● Excerpted passage
▶
Eutychus Mwangi Karanja, James Kamau Karuthui, David Muigai Mwangi & Jane Wambui Michungu v Kenya Tea Development Agency & Makomboki Tea Factory Limited [2014] KEHC 1565 (KLR)
Full Case Text
REPUBLIC OF KENYA
IN THE HIGH COURT OF KENYA AT NAIROBI
CIVIL SUIT NO. 80 OF 2013
EUTYCHUS MWANGI KARANJA
JAMES KAMAU KARUTHUI.............................. PLAINTIFFS
DAVID MUIGAI MWANGI
JANE WAMBUI MICHUNGU
VERSUS
KENYA TEA DEVELOPMENT AGENCY
MAKOMBOKI TEA FACTORY LIMITED…...................…DEFENDANTS
RULING
Before me is a Notice of Motion dated 11th March, 2013. The application is expressed to be brought under Order 40 Rules 1, 2, 3 and 4 of the Civil Procedure Rules, 2010 and Section 3A and 63(e) of the Civil Procedure Act (Cap 21) Laws of Kenya. The Plaintiffs (hereinafter “Applicants”) seek orders that the Defendants (hereinafter “Respondents”’) by themselves or through their authorised agents servants or employees be restrained from in any way deducting any sums of money from the Applicants’ proceeds from the delivery of tea to the 2nd Respondent pending hearing and determination of this suit.
◀
● Recorded information
▶
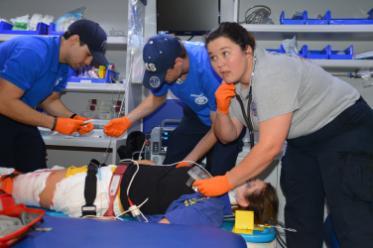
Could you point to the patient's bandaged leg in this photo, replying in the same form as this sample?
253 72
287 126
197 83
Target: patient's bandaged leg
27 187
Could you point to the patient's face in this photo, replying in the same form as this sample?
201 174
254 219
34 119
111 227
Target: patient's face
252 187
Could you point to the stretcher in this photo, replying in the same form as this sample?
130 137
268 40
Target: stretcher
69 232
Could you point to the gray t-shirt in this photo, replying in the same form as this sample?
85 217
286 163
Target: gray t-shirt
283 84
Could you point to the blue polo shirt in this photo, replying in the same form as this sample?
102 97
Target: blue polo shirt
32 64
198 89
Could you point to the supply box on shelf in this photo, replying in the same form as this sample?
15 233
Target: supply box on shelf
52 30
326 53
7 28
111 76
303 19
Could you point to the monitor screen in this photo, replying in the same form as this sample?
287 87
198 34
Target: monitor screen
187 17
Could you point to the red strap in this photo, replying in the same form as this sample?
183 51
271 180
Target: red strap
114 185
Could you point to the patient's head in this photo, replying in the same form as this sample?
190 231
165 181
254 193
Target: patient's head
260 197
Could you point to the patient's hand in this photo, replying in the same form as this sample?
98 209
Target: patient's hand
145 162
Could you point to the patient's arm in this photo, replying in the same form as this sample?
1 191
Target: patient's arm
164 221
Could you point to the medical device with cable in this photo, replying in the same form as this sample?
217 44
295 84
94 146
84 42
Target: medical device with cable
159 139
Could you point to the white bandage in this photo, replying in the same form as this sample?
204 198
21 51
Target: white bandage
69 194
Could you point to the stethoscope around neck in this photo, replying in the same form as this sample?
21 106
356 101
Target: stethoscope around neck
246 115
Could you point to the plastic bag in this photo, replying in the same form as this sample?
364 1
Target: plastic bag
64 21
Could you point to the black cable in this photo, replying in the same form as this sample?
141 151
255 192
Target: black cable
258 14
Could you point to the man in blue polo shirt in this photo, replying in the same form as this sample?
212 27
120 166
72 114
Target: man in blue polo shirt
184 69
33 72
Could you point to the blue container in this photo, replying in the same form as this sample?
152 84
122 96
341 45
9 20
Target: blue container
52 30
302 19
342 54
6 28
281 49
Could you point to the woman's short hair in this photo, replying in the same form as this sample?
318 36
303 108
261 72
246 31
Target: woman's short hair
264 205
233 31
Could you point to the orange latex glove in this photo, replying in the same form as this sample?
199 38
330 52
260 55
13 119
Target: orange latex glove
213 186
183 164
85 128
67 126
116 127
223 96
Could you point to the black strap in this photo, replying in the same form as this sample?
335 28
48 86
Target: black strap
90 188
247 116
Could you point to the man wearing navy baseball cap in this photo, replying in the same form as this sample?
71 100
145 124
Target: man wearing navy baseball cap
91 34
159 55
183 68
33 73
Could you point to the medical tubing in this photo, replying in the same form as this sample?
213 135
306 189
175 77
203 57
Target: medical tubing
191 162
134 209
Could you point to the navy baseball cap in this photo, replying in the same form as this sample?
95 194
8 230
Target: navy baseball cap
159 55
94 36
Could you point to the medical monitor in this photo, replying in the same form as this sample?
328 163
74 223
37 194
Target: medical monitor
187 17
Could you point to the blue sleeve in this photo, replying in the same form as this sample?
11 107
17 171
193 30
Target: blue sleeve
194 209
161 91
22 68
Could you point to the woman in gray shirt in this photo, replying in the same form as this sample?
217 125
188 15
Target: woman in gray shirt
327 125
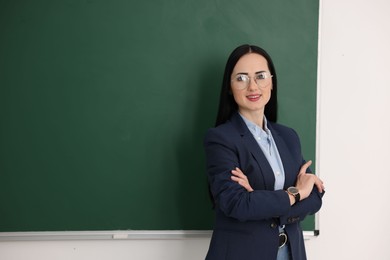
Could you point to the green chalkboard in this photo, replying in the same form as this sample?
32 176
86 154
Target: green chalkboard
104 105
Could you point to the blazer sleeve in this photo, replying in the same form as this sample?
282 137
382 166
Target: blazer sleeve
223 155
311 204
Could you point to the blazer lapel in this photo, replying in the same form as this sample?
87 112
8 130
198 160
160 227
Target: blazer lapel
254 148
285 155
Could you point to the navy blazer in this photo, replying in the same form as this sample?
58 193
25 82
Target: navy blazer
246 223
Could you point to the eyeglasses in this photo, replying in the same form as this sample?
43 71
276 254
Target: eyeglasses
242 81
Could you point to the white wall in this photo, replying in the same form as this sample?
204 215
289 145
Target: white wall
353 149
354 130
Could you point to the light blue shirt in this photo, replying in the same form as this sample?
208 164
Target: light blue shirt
◀
● Exercise instructions
In the court ruling, how would the sentence "Before me is a Notice of Motion dated 11th March, 2013." read in Spanish?

● Response
Ante mí se encuentra una notificación de moción de fecha 11 de marzo de 2013.